Your answer must match the data word for word.

*** Supplied records ***

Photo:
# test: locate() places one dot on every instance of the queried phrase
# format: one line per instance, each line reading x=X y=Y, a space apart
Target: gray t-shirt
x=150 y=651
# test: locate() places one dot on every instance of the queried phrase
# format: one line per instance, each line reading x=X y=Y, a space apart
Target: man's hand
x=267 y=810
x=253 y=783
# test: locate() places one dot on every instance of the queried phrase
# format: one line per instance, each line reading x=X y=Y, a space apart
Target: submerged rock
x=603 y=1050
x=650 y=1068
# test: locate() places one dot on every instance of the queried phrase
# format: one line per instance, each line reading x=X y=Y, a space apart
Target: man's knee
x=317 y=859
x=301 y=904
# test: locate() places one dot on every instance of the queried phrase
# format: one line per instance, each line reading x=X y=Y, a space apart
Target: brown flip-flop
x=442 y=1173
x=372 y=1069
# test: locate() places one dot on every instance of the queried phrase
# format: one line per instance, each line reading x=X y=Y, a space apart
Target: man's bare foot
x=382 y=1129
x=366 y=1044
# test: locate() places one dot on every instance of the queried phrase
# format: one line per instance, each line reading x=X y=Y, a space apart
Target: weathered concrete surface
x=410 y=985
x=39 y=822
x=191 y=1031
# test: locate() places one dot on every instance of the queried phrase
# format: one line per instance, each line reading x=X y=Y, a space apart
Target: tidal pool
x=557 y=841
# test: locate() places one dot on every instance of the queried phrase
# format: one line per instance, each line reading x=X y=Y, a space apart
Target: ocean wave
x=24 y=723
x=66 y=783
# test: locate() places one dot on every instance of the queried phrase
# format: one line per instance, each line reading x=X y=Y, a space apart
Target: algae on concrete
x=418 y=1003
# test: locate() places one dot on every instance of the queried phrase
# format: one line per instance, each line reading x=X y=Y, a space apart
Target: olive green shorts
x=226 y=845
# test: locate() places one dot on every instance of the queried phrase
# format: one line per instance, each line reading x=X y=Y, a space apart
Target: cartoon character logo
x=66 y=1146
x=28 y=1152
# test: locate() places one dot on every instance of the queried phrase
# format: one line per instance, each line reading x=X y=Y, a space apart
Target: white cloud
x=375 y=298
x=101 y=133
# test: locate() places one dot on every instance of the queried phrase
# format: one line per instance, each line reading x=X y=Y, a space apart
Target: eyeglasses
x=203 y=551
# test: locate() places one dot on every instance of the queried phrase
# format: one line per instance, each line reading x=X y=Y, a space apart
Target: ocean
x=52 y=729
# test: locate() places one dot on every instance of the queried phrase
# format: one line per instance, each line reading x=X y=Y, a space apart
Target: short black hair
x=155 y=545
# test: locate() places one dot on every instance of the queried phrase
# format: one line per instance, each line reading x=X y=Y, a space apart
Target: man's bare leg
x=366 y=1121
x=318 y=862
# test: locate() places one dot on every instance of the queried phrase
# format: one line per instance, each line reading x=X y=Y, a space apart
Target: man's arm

*** End of Supplied records ***

### Answer for this exercise
Photo:
# test: locate() places one dot on every instance of the queried phrase
# format: one line per instance, each line reading x=X y=Y, a space apart
Target: gray t-shirt
x=150 y=651
# test: locate() places one dot on every instance of the queried phrase
# format: one line per instance, each line reading x=X y=Y, a space apart
Target: man's hand
x=267 y=810
x=253 y=783
# test: locate() places one dot on every instance of the queried phrase
# format: one line per instance, each line reading x=X y=Y, a space apart
Target: submerged rock
x=603 y=1050
x=650 y=1068
# test: locate() places one dot on every instance of the queried phrase
# format: one line per instance, each line reading x=X y=Y, a space apart
Target: man's knee
x=317 y=859
x=301 y=904
# test: locate() places one dot on every instance of the queried phrase
# format: one line per instance, each line reading x=X y=Y, a space apart
Target: brown flip-flop
x=442 y=1173
x=372 y=1069
# test: locate() places one dot on every instance of the queried phrase
# format: one line per instance, each line reading x=X y=Y, a space apart
Target: man's bare foot
x=382 y=1129
x=366 y=1044
# test: locate() places one dot on every instance of the queried phrase
# format: one line per instance, each line reading x=X y=Y, a space apart
Target: weathered concrete surface
x=410 y=985
x=39 y=822
x=191 y=1031
# test: locate() places one dot on every instance of the queried phrase
# format: one line per instance, each line reading x=X y=Y, a space apart
Target: tidal pool
x=557 y=841
# test: locate() places one dot on every instance of the queried phrase
# format: one line per instance, each line reading x=X y=Y, a space apart
Target: ocean wave
x=24 y=723
x=66 y=783
# test: locate() places one dot on every instance of the queried phrase
# format: one line per instance, each line reading x=X y=Y, a space apart
Target: algae on concrete
x=418 y=1003
# test: locate() places one dot on every instance of the queried phrase
# format: one line per instance, each line reading x=X y=Y, a space apart
Target: olive green shorts
x=226 y=845
# test: locate() places one dot on every instance of the queried phrase
# format: one line per instance, each line reading x=X y=Y, a space apart
Target: cartoon character logo
x=66 y=1146
x=28 y=1152
# test: locate() places one dot on every instance of the queried phrase
# format: one line per instance, each line reading x=X y=Y, a space apart
Target: white cloud
x=375 y=298
x=101 y=133
# test: locate() places one dot on every instance of the queried phrase
# format: one line per instance, each line reading x=X y=Y, a space apart
Target: eyeglasses
x=203 y=551
# test: locate() places one dot on every instance of the queried phrase
# format: one line per instance, each line reading x=X y=Y, a space apart
Target: ocean
x=52 y=729
# test: locate() places one dot on every instance of the queried phrase
# format: one line per instance, each line reading x=X y=Y, a space apart
Target: short black hair
x=155 y=545
# test: locate() places one dot on every instance of the queried phrase
# format: one line per instance, each line reading x=X y=Y, a space apart
Target: man's bare leg
x=366 y=1121
x=318 y=862
# test: locate() places one dot on every instance of the queried phrase
# format: one line per instance, each line reading x=X y=Y, a space apart
Target: man's arm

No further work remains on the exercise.